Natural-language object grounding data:
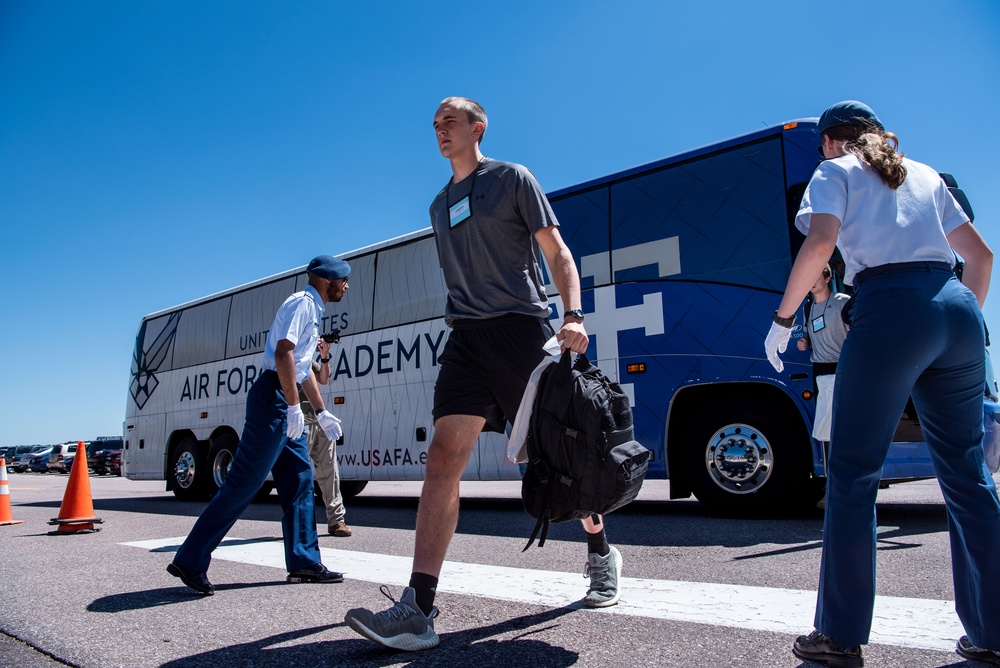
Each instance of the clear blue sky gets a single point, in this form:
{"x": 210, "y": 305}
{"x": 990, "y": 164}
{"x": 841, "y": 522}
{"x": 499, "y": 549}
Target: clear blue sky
{"x": 155, "y": 152}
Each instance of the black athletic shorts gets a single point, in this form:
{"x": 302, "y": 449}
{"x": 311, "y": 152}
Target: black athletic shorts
{"x": 485, "y": 367}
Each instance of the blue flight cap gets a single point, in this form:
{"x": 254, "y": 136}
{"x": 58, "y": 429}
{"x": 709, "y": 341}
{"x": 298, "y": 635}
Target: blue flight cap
{"x": 849, "y": 112}
{"x": 329, "y": 267}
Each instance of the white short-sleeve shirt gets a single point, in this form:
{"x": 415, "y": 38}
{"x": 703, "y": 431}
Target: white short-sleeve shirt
{"x": 298, "y": 321}
{"x": 879, "y": 225}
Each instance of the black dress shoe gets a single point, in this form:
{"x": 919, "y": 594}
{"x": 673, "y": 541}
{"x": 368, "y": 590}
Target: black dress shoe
{"x": 197, "y": 581}
{"x": 315, "y": 573}
{"x": 970, "y": 651}
{"x": 824, "y": 649}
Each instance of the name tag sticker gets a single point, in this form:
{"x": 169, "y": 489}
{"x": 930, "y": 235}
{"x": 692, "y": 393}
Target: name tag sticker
{"x": 459, "y": 211}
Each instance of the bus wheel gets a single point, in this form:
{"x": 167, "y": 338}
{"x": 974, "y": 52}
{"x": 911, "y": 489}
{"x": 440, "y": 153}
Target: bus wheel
{"x": 220, "y": 458}
{"x": 740, "y": 458}
{"x": 188, "y": 471}
{"x": 351, "y": 488}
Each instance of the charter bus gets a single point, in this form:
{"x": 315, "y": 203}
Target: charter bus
{"x": 682, "y": 262}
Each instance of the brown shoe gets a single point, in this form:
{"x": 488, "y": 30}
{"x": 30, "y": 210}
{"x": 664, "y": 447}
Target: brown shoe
{"x": 340, "y": 530}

Goal of the exercise: Once the pictures are removed, return the entries exactly as they stand.

Task answer:
Each instance of the clear blue sky gets a single point, in this form:
{"x": 210, "y": 305}
{"x": 990, "y": 164}
{"x": 841, "y": 522}
{"x": 499, "y": 549}
Target: clear blue sky
{"x": 155, "y": 152}
Each instance of the black athletic shorts gets a single point, in this form:
{"x": 302, "y": 449}
{"x": 311, "y": 152}
Target: black athletic shorts
{"x": 485, "y": 367}
Each instance of the blue flight cap gets a single point, in this form:
{"x": 254, "y": 136}
{"x": 58, "y": 429}
{"x": 709, "y": 341}
{"x": 298, "y": 635}
Target: blue flight cap
{"x": 849, "y": 112}
{"x": 329, "y": 267}
Each instance of the white short-sleeve shirt gets a single point, in this form:
{"x": 415, "y": 38}
{"x": 703, "y": 431}
Target: white short-sleeve shirt
{"x": 298, "y": 321}
{"x": 879, "y": 225}
Each instance of the black dress shoe gets a single point, in this form:
{"x": 919, "y": 594}
{"x": 673, "y": 541}
{"x": 368, "y": 590}
Target: black dress shoe
{"x": 197, "y": 581}
{"x": 315, "y": 573}
{"x": 970, "y": 651}
{"x": 824, "y": 649}
Each instance of the name tag sticker gets a single point, in this form:
{"x": 169, "y": 489}
{"x": 930, "y": 235}
{"x": 692, "y": 393}
Target: name tag sticker
{"x": 459, "y": 211}
Each instance of the bus wheel gets a single point, in this form:
{"x": 167, "y": 338}
{"x": 974, "y": 52}
{"x": 911, "y": 489}
{"x": 440, "y": 153}
Target: bus wheel
{"x": 220, "y": 458}
{"x": 740, "y": 458}
{"x": 188, "y": 471}
{"x": 351, "y": 488}
Each instance of the charter bus gets a single point, in this form:
{"x": 315, "y": 203}
Target: charter bus
{"x": 682, "y": 262}
Each instance of the brown shoe gets a single point, in this form:
{"x": 488, "y": 30}
{"x": 30, "y": 210}
{"x": 664, "y": 447}
Target: brown shoe
{"x": 340, "y": 530}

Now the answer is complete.